**Challenge**
Count how many lines of the data below contain the word "grass", and reply with only that number.

[Dataset rows showing where objects appear]
———

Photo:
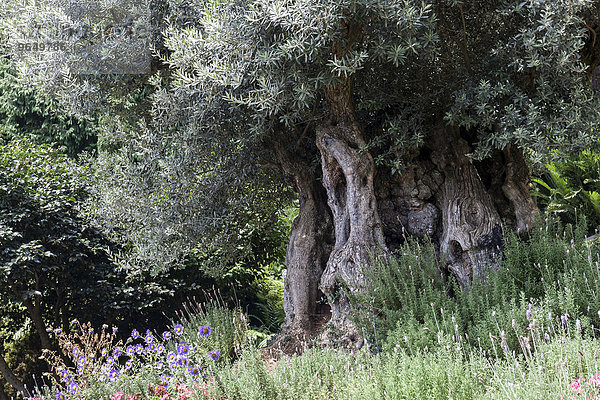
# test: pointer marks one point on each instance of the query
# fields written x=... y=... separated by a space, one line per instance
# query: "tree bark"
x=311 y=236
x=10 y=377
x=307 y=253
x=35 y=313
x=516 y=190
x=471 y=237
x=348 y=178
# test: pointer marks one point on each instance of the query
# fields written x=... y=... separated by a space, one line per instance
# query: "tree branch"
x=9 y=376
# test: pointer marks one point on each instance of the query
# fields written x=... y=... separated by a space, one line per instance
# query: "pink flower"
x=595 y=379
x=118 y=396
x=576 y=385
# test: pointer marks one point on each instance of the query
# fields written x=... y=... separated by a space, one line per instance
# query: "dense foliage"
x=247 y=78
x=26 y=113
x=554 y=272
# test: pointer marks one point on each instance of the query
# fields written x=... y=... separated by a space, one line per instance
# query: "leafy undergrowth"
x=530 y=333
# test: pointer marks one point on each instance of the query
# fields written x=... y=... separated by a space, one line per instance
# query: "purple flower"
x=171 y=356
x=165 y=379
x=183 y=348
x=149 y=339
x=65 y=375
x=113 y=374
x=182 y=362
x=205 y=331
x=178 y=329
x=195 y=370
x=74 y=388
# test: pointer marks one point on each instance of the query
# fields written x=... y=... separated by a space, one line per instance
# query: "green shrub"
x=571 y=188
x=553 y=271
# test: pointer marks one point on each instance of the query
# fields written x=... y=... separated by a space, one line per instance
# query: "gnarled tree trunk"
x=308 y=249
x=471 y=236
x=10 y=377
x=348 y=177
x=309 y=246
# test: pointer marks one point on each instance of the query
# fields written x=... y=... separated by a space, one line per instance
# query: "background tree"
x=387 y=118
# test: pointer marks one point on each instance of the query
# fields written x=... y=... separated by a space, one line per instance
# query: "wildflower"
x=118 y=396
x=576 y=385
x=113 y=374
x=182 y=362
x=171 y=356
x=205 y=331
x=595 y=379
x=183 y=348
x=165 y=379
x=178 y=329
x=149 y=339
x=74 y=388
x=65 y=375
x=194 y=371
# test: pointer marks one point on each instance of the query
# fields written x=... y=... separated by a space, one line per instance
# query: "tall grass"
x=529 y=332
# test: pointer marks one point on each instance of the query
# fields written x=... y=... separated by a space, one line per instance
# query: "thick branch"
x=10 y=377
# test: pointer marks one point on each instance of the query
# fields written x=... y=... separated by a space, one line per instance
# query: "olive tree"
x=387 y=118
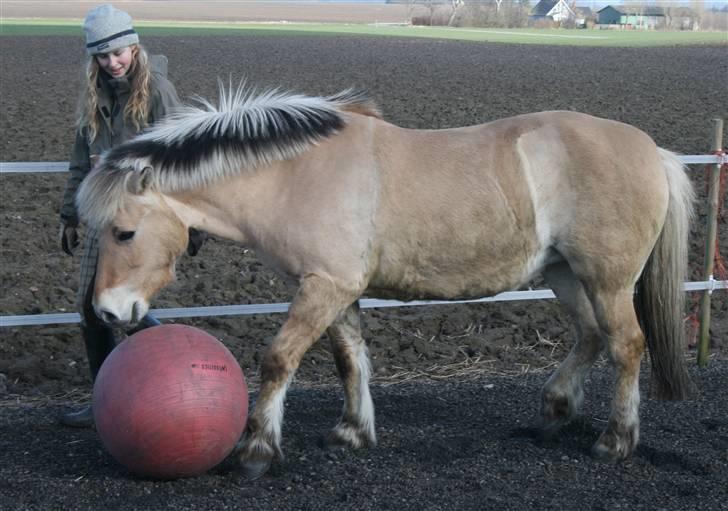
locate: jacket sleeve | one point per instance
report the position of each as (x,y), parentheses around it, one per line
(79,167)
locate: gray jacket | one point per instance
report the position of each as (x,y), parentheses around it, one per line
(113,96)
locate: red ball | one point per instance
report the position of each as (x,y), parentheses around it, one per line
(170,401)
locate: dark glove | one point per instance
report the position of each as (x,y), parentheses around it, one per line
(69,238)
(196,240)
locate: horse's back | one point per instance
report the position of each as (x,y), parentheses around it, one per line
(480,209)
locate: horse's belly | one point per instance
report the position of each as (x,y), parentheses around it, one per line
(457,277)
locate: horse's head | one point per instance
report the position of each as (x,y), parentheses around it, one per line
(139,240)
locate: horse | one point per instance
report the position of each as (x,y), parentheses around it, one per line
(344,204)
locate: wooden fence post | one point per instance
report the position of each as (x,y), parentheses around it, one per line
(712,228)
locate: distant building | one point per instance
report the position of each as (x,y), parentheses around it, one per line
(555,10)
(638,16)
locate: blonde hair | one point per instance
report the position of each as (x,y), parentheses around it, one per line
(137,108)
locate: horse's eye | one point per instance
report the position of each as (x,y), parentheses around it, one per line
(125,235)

———

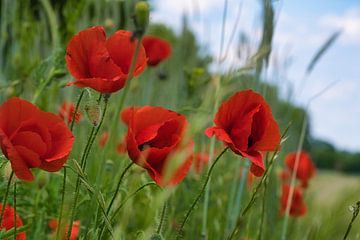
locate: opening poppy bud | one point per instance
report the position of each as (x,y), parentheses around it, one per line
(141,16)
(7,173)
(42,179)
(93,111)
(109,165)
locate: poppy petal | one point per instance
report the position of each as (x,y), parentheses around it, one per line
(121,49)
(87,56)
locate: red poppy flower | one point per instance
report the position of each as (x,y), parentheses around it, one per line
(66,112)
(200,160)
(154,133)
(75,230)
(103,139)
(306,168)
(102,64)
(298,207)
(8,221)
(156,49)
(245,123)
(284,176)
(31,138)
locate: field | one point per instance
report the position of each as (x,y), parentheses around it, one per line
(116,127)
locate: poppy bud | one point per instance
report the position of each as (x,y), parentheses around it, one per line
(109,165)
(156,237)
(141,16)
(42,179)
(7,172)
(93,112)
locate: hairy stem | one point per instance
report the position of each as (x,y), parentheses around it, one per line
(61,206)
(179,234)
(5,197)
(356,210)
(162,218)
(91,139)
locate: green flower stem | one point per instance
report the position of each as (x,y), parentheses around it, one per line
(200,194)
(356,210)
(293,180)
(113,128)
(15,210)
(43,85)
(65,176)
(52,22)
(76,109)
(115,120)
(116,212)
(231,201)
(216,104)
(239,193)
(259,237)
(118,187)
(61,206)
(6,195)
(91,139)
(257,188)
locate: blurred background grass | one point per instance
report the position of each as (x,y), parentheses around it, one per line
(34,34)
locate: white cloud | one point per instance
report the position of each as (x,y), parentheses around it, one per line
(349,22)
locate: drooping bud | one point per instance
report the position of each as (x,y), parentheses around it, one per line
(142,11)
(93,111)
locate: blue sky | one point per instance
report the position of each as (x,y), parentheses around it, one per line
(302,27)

———

**Solution to this problem**
2